Rewrite everything in the material from the line containing "of the windshield" down to its end, putting "spruce" in place of "pine" and changing nothing else.

[Material for this exercise]:
--- begin ---
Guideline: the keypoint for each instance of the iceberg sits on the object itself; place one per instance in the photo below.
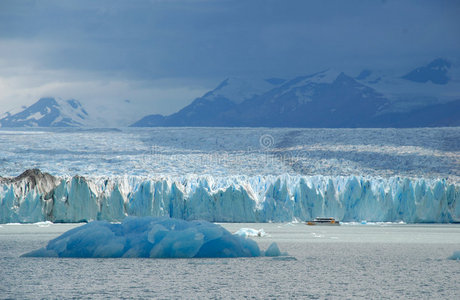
(37, 197)
(149, 237)
(455, 256)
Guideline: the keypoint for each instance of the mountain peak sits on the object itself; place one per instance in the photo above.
(436, 72)
(48, 112)
(237, 90)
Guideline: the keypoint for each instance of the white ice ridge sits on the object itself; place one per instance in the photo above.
(35, 197)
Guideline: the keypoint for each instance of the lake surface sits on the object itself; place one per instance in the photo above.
(350, 261)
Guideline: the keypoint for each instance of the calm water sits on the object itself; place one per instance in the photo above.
(350, 261)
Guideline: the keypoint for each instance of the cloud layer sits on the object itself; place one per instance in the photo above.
(47, 47)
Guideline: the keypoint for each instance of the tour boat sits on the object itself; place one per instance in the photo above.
(323, 221)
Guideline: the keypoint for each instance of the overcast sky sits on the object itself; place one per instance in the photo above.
(163, 54)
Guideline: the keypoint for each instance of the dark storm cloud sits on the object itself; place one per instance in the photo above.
(154, 39)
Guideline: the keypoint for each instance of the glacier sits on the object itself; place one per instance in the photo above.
(143, 237)
(38, 197)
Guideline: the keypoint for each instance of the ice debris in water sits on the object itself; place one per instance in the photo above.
(455, 256)
(151, 237)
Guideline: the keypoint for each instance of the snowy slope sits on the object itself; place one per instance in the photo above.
(437, 82)
(329, 99)
(49, 112)
(206, 110)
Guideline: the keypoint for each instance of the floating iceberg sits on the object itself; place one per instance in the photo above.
(455, 256)
(37, 197)
(151, 237)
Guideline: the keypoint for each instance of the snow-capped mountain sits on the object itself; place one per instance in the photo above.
(48, 112)
(425, 96)
(206, 110)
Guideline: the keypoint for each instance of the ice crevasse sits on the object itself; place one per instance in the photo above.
(35, 196)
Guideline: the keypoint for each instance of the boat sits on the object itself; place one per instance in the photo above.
(323, 221)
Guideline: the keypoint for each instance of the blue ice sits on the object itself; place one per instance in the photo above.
(455, 255)
(159, 237)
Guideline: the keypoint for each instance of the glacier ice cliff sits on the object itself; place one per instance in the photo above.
(35, 196)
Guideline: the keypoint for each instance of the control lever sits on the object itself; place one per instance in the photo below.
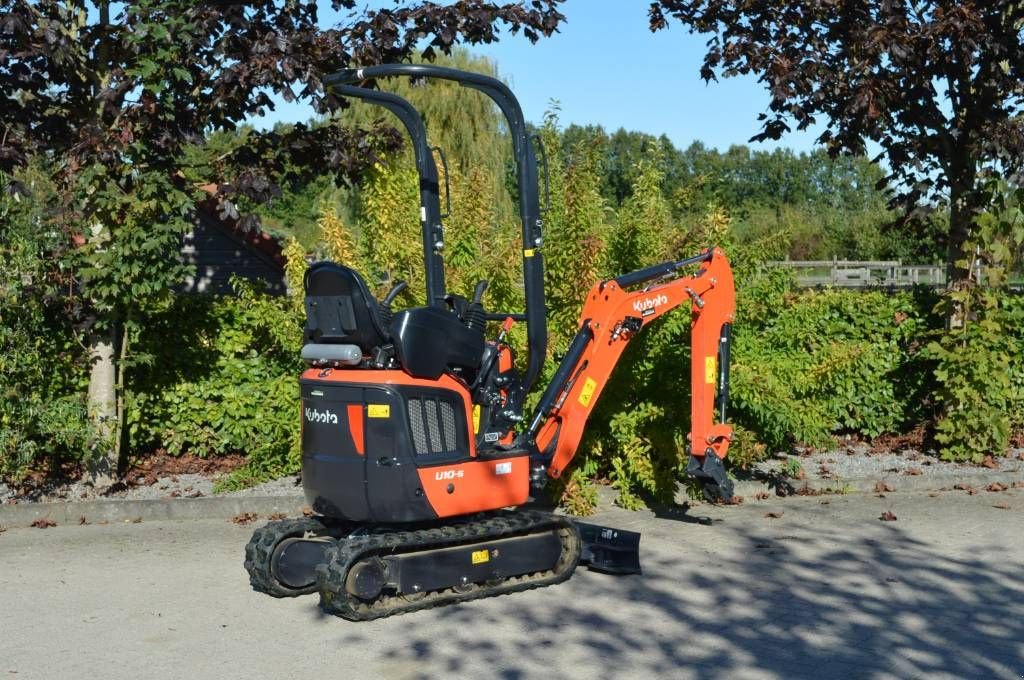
(393, 293)
(481, 286)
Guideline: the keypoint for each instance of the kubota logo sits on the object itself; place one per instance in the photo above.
(650, 303)
(314, 416)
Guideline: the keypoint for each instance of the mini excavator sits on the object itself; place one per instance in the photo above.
(417, 454)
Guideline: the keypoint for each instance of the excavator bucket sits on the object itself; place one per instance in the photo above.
(609, 550)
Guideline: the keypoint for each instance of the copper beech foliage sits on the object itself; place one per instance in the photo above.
(86, 87)
(935, 83)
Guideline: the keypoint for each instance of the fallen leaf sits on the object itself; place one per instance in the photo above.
(245, 518)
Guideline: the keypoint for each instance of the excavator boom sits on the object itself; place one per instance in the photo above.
(612, 315)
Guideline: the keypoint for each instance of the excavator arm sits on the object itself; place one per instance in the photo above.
(615, 310)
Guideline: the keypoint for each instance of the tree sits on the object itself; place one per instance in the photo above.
(117, 103)
(935, 83)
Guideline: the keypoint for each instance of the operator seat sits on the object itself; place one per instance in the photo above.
(341, 310)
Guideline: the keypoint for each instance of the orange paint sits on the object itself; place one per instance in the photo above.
(476, 485)
(606, 307)
(398, 378)
(355, 427)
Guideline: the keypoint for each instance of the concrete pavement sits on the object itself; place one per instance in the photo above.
(824, 591)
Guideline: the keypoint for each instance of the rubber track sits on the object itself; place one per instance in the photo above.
(331, 576)
(260, 550)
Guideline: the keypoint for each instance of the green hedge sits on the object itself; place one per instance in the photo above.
(218, 375)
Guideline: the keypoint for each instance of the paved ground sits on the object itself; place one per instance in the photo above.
(825, 591)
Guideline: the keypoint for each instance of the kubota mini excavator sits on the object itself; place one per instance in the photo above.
(416, 452)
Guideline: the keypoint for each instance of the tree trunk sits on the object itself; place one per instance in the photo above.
(962, 212)
(102, 406)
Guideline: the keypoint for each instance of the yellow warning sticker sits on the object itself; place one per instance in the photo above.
(378, 411)
(587, 392)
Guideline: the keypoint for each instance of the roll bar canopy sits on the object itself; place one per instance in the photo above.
(529, 212)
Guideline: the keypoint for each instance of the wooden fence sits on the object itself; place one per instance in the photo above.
(858, 273)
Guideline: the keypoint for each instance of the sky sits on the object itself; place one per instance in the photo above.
(606, 68)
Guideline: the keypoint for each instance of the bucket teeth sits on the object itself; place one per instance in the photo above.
(711, 473)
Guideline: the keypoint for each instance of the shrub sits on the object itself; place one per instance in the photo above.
(217, 375)
(42, 371)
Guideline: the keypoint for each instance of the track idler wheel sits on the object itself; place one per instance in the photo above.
(282, 556)
(367, 579)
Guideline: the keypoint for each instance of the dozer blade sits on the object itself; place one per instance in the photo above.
(609, 550)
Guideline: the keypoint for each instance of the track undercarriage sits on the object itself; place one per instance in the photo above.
(364, 572)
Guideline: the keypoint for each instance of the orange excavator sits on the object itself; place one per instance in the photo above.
(417, 450)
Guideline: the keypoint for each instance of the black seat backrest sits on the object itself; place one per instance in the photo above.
(341, 309)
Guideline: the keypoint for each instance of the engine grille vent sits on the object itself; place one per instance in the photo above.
(433, 424)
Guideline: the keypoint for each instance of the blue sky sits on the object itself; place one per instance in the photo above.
(606, 68)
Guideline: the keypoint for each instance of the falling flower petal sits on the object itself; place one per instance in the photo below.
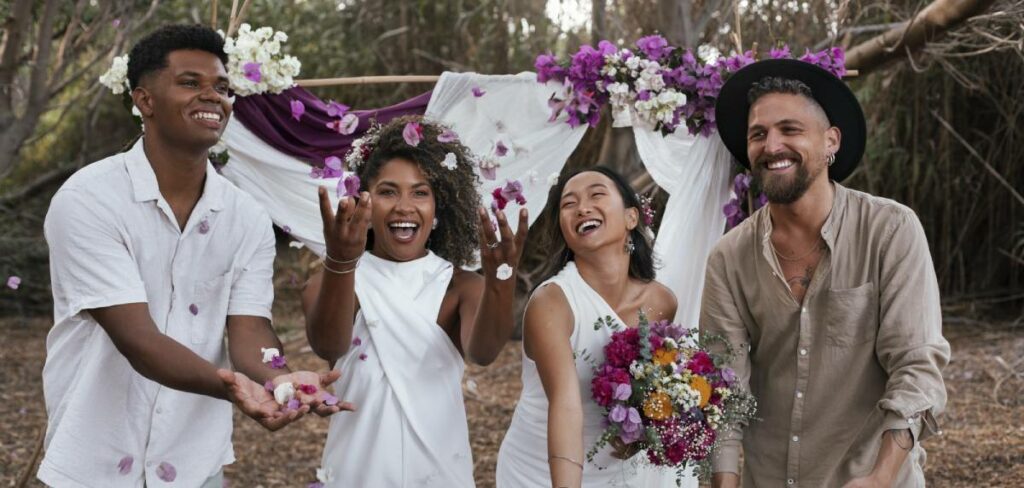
(348, 186)
(413, 133)
(336, 109)
(166, 472)
(252, 72)
(269, 353)
(504, 272)
(451, 161)
(284, 392)
(501, 149)
(124, 466)
(298, 108)
(446, 136)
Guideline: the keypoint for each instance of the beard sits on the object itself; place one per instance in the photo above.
(779, 189)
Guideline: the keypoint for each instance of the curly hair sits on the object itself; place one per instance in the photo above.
(456, 198)
(151, 53)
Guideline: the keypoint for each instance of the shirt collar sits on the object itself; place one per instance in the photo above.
(145, 188)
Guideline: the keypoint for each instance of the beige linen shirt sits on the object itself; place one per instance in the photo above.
(861, 355)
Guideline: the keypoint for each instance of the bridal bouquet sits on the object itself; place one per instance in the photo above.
(665, 393)
(663, 85)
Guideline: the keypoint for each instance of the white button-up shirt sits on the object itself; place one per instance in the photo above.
(114, 240)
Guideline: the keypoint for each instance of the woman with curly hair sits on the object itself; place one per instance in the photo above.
(607, 270)
(395, 311)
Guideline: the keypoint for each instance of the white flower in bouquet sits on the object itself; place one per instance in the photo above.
(256, 63)
(709, 53)
(117, 77)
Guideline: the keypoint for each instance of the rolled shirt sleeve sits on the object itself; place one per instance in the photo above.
(909, 344)
(719, 316)
(91, 265)
(252, 291)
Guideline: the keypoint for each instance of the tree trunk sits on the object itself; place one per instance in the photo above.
(929, 25)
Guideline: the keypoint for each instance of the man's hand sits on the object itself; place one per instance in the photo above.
(256, 402)
(725, 480)
(317, 401)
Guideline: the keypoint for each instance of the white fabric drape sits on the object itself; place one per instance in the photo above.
(513, 109)
(694, 171)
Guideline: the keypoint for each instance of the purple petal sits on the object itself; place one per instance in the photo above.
(166, 472)
(252, 72)
(298, 108)
(336, 109)
(413, 133)
(124, 466)
(446, 136)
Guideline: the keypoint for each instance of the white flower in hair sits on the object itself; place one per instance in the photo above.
(117, 77)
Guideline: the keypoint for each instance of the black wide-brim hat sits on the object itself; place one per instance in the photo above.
(841, 106)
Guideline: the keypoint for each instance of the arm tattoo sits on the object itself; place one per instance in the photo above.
(902, 438)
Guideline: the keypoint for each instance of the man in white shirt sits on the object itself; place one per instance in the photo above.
(153, 256)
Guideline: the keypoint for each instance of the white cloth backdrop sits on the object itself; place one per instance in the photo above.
(513, 109)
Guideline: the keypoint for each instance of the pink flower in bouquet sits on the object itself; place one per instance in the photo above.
(605, 382)
(700, 363)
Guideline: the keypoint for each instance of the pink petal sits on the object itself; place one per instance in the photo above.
(446, 136)
(124, 466)
(298, 108)
(166, 472)
(413, 133)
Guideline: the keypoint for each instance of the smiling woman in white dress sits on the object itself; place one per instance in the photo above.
(607, 270)
(395, 313)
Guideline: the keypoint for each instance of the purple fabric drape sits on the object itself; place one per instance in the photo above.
(269, 117)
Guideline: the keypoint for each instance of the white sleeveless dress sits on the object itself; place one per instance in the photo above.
(522, 460)
(406, 380)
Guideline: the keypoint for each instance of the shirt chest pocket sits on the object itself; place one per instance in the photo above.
(852, 315)
(209, 308)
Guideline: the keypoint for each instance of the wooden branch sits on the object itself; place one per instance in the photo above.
(929, 25)
(367, 80)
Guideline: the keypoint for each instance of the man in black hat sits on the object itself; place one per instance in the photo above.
(827, 296)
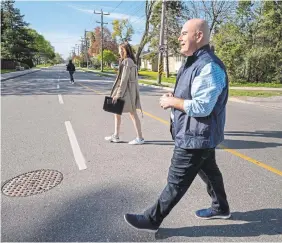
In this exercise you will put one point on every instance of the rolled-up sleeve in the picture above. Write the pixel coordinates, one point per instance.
(205, 91)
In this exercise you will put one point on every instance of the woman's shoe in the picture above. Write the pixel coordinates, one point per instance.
(137, 141)
(113, 138)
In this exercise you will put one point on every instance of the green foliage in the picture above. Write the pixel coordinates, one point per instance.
(250, 45)
(108, 57)
(122, 29)
(20, 43)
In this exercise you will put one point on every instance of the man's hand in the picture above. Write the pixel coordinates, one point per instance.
(171, 102)
(166, 101)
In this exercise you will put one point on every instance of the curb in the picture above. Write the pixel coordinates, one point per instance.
(19, 75)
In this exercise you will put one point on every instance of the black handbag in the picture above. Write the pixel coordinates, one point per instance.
(116, 108)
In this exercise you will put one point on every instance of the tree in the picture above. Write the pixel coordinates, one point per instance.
(175, 16)
(108, 57)
(15, 39)
(250, 43)
(123, 30)
(108, 42)
(214, 12)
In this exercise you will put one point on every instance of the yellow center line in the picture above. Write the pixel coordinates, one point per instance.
(232, 151)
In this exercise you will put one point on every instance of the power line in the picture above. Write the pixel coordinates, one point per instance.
(118, 5)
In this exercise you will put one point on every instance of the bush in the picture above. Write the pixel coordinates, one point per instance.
(28, 63)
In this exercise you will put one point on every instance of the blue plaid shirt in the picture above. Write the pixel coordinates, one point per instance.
(205, 91)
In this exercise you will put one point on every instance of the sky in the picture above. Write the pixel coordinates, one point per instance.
(63, 22)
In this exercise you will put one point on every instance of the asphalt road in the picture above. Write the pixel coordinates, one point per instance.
(48, 123)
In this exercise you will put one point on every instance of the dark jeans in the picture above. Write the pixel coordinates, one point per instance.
(71, 75)
(185, 165)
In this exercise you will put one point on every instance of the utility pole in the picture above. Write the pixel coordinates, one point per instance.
(86, 47)
(102, 37)
(166, 48)
(161, 45)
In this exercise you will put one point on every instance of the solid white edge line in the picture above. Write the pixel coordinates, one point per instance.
(78, 156)
(60, 99)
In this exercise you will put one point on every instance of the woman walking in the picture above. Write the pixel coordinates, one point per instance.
(126, 87)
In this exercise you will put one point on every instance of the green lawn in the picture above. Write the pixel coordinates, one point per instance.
(254, 93)
(7, 70)
(154, 76)
(265, 85)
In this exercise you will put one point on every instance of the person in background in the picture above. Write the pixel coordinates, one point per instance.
(71, 69)
(126, 87)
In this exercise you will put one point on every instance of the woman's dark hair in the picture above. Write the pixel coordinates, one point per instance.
(128, 51)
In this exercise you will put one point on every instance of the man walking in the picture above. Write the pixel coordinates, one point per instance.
(198, 110)
(71, 69)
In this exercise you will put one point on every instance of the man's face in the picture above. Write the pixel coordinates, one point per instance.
(187, 39)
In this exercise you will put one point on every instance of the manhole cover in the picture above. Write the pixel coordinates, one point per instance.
(32, 183)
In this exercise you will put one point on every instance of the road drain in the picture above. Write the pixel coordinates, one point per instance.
(32, 183)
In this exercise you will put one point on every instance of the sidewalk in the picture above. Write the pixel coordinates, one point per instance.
(7, 76)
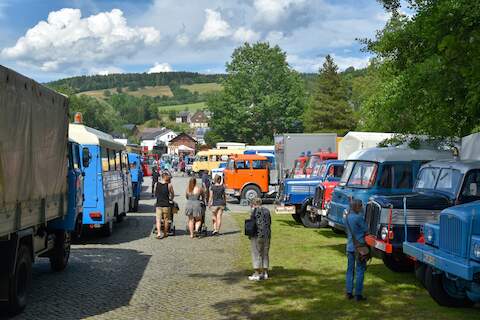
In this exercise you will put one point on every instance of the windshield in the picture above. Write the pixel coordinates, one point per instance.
(363, 175)
(446, 180)
(313, 161)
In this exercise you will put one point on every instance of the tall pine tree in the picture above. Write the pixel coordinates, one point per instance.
(330, 110)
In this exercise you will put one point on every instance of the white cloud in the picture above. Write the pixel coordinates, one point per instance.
--- end ---
[Output]:
In this exercise you will put one point on every instance of the windshield in the picture above. Write the pixel coordinates, one point per instance.
(363, 175)
(446, 180)
(313, 161)
In this exercise you will put one point on every instance of the tall spruce tree in the picture above. Write the pixel coordinates, one point per instance.
(330, 110)
In this exercise you will put one point on every instance of the white cloud in the picture above. Write the pixel coordinates, one point per instance.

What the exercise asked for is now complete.